* **PROBLEM REQUIREMENTS**
Locate and copy each line in the data that contains the word "chrome".

__________________________________________________

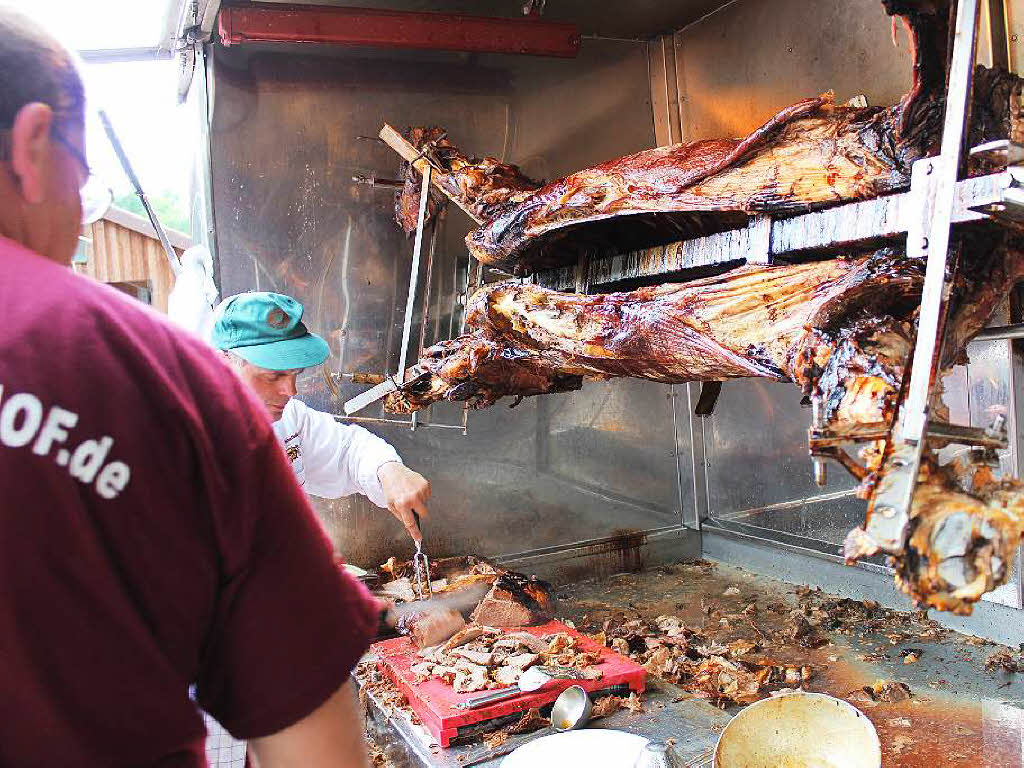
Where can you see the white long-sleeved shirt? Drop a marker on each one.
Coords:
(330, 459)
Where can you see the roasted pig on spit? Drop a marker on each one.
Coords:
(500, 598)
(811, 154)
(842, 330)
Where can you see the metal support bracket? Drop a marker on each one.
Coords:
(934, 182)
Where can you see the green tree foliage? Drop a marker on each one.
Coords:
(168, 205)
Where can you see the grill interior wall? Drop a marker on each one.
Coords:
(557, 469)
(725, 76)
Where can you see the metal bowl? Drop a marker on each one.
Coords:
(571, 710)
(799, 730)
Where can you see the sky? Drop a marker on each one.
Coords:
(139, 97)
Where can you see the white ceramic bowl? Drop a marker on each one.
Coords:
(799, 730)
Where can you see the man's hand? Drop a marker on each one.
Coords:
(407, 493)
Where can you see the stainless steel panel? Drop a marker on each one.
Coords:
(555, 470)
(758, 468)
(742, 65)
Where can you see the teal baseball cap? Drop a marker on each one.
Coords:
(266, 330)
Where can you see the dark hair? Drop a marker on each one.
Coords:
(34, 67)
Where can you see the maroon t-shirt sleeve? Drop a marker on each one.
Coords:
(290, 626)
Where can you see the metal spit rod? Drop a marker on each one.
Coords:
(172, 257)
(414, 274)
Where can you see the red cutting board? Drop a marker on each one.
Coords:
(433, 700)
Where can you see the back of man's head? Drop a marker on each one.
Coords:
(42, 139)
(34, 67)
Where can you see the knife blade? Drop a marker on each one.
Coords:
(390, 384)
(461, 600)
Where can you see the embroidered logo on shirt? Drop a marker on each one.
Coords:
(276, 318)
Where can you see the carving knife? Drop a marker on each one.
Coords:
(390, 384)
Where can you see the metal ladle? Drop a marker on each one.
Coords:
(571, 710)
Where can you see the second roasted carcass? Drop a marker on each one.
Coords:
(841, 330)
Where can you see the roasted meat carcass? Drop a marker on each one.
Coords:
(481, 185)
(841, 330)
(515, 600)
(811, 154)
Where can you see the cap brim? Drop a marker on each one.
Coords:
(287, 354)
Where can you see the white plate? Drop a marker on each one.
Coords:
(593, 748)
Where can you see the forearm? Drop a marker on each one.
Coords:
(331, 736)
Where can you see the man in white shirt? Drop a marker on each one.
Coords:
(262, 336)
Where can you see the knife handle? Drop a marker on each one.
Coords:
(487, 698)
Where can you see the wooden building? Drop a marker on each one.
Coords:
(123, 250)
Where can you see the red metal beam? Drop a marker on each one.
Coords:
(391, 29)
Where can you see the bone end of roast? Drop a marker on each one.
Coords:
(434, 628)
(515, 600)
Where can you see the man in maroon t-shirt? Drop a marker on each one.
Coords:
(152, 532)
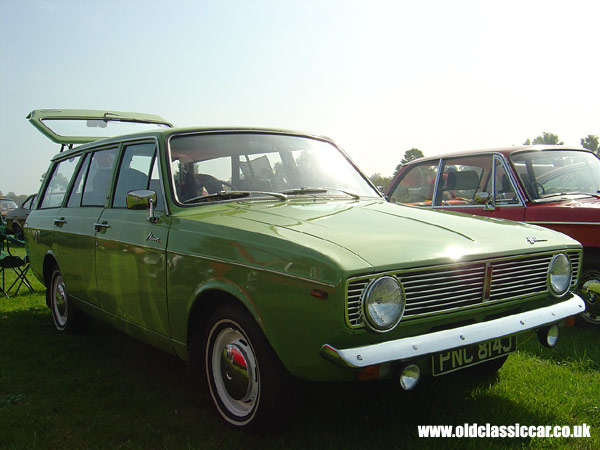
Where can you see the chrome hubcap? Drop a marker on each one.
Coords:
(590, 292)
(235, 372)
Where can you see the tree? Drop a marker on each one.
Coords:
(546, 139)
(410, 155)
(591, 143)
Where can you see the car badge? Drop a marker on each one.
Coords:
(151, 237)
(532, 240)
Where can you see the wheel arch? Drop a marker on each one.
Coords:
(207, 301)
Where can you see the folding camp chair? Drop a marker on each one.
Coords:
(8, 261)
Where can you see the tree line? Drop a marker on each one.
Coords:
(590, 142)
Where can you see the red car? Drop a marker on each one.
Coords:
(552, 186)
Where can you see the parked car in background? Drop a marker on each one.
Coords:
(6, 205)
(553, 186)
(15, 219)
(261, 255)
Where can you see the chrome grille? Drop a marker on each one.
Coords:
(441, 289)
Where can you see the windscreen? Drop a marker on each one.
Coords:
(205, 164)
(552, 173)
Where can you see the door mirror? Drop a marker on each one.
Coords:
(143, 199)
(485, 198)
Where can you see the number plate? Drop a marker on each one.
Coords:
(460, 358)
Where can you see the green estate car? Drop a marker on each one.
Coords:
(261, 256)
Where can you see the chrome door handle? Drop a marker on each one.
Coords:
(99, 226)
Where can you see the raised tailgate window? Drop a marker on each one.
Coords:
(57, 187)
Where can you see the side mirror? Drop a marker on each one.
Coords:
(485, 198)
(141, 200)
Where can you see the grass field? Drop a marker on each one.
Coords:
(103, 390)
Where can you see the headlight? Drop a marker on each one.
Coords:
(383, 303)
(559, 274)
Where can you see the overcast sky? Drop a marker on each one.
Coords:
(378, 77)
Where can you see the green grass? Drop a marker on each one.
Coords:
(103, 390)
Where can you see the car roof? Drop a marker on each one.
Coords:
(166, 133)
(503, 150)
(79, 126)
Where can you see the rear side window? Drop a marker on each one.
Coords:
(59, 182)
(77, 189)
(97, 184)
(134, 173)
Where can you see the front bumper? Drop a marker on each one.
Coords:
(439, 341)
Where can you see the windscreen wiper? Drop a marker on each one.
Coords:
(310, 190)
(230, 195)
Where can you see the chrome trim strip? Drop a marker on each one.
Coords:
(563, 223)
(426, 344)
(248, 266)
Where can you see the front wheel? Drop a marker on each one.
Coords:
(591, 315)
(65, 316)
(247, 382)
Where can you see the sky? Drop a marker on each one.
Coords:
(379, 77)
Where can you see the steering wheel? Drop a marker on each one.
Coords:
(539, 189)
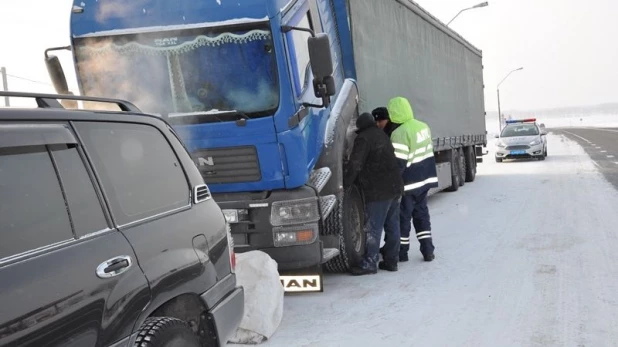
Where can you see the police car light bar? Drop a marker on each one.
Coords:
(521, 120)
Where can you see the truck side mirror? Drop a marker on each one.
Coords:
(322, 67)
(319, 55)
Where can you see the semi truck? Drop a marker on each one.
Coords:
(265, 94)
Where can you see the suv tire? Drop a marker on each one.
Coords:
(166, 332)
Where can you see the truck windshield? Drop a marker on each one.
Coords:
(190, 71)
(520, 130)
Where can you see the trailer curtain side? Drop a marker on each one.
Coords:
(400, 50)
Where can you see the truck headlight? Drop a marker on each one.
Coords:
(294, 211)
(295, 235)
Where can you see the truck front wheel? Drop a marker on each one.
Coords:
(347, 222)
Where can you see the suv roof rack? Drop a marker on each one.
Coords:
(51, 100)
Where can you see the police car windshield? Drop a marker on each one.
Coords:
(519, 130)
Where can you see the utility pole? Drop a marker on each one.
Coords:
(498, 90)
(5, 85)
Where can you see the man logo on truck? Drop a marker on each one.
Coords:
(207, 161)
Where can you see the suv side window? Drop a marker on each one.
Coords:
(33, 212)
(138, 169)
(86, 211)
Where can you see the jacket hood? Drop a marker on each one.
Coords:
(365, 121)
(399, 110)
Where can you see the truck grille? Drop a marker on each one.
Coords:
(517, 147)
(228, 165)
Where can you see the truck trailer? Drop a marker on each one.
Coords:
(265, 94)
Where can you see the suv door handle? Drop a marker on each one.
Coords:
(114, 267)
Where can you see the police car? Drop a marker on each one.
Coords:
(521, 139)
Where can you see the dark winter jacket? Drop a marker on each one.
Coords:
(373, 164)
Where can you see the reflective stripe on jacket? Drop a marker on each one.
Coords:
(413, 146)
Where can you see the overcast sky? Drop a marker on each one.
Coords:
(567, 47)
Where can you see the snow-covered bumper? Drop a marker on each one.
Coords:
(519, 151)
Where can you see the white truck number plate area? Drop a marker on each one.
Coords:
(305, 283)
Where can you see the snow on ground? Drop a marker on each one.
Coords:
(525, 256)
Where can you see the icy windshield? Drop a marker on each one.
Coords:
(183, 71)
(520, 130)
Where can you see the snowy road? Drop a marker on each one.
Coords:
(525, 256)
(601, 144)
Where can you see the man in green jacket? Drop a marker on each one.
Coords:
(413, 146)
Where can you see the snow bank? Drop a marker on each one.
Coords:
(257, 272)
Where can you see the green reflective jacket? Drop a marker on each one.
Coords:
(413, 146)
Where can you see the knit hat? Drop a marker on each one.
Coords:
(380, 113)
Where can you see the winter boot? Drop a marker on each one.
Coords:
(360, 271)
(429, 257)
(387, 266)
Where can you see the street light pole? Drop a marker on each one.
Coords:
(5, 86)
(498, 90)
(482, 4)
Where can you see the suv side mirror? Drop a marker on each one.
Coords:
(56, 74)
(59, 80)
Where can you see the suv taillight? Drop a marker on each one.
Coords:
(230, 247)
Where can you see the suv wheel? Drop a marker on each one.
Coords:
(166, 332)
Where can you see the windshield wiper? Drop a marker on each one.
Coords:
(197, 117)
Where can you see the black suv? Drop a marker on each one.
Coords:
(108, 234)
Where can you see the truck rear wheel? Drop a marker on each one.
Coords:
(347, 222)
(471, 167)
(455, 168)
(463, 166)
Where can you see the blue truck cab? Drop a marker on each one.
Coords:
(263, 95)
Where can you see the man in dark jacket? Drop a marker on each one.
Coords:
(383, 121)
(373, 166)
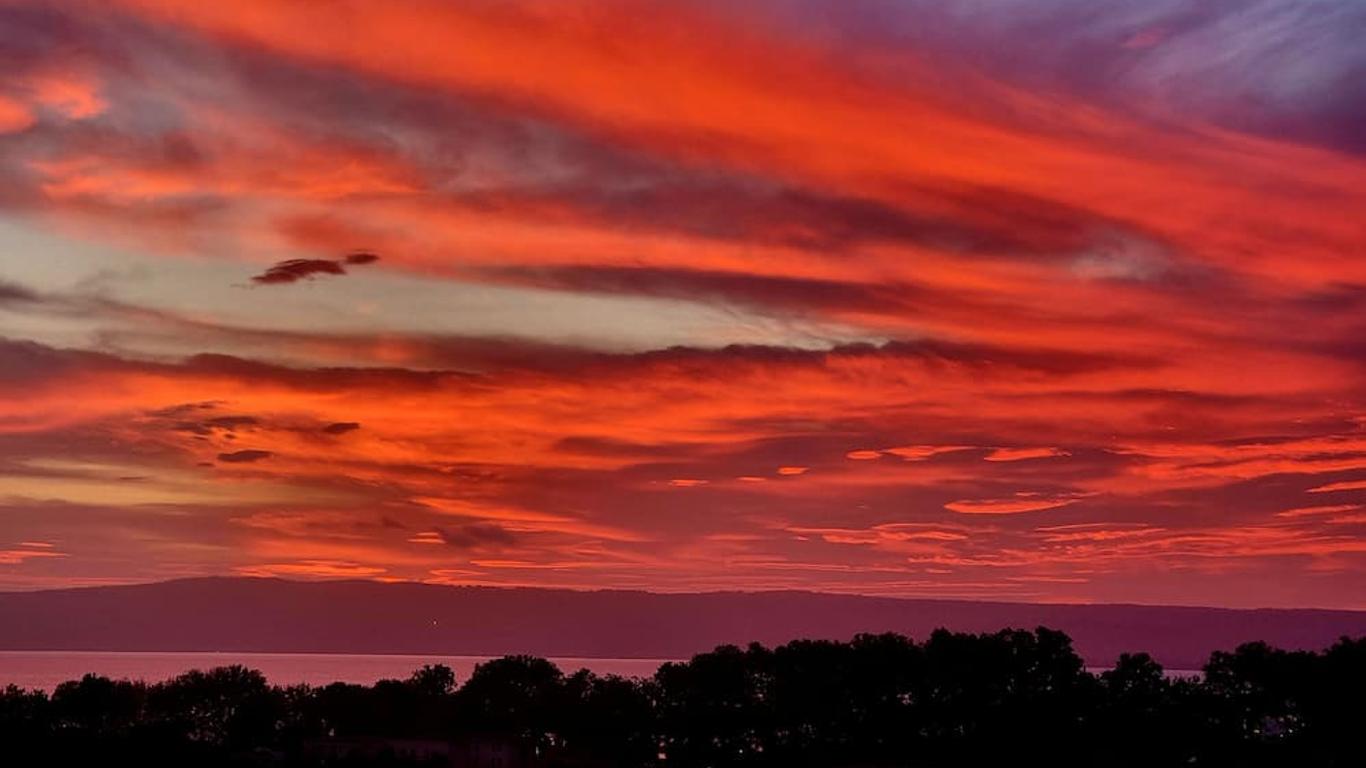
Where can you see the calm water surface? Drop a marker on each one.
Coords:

__________________________________________________

* **RESULT OF THIS TASK**
Where can you see the chrome hubcap? Drop a marker on each one.
Where can you see the chrome grille? Drop a marker on each one.
Where can you see the chrome door handle? Drop a marker on each one.
Where can you see the chrome trim strip? Drop a marker on each one.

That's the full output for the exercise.